** begin **
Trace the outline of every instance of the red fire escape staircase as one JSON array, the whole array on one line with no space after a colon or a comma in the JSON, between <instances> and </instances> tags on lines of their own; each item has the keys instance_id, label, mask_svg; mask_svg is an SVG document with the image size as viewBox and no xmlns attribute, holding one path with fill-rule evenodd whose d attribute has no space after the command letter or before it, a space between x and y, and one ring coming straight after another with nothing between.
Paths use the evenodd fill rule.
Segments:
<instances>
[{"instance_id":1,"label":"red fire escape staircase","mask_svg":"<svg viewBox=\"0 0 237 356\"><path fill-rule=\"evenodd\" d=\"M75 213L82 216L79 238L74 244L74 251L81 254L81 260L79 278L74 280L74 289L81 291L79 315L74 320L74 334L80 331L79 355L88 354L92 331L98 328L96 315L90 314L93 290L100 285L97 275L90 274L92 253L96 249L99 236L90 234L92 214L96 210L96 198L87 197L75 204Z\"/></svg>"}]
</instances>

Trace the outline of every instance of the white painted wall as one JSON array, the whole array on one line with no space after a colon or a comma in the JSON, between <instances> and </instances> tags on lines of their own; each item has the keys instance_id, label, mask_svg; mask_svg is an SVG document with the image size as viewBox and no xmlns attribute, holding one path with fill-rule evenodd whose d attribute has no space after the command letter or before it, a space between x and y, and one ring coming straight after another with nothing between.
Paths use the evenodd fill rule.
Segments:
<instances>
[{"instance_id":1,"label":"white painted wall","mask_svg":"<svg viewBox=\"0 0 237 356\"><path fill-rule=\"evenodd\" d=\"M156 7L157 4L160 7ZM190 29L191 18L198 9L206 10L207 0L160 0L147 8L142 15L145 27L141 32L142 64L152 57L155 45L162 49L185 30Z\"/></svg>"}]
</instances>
** end **
PROBLEM:
Copy out the part of the entries that begins with the line containing "Trace the outline of every instance of the white" and continues through the last line of the entries, keeping every character unchanged.

EXERCISE ANSWER:
Trace the outline of every instance of the white painted wall as one JSON array, the whole array on one line with no space after a colon or a comma in the JSON, between <instances> and </instances> tags on lines of their own; each item has the keys instance_id, label, mask_svg; mask_svg is an SVG document with the image size as viewBox and no xmlns attribute, holding one path with fill-rule evenodd whose d attribute has no space after the command letter or before it, a space between x and y, and one ring coming straight after another with nothing between.
Paths use the evenodd fill rule.
Segments:
<instances>
[{"instance_id":1,"label":"white painted wall","mask_svg":"<svg viewBox=\"0 0 237 356\"><path fill-rule=\"evenodd\" d=\"M156 7L157 4L160 7ZM190 29L191 18L198 9L206 10L207 0L160 0L147 8L142 15L145 27L141 32L142 64L152 57L155 45L162 49L185 30Z\"/></svg>"}]
</instances>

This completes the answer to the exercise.